:: GOAL ::
Format the material below as a two-column CSV with the headers request and point. Give one row per request, putting its text and its answer each in a single quoted field with line breaks replaced by spaces, and leave the pictures out.

Object pointing dataset rows:
● ● ●
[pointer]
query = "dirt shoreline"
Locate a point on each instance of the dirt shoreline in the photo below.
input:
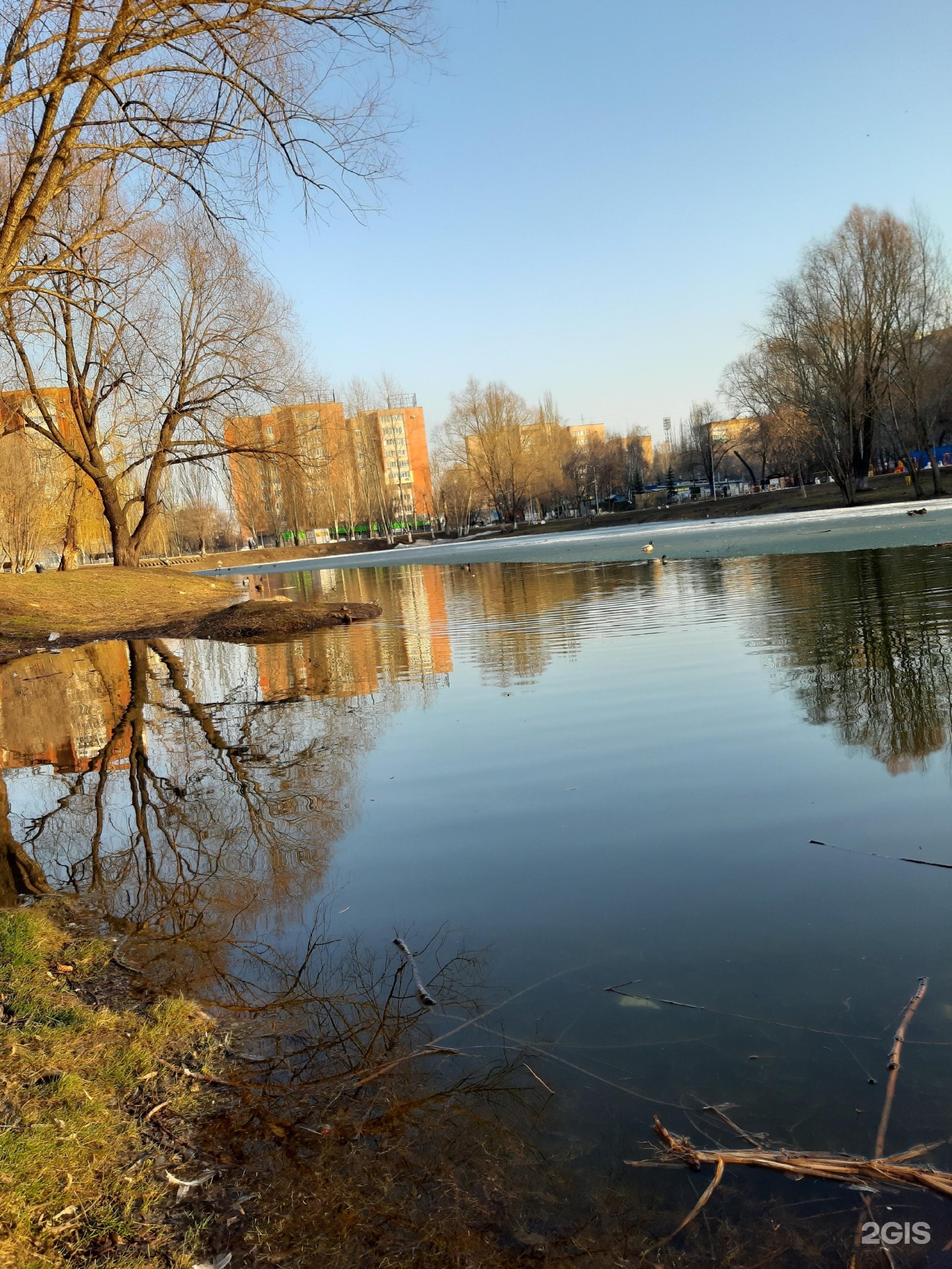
(46, 612)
● ● ●
:: OUTPUT FOR THIS EXERCISE ::
request,point
"[pointer] query = ""dirt shoreline"" Locate a point on each instance of the dirt shoreline in the photo below. input:","(46, 612)"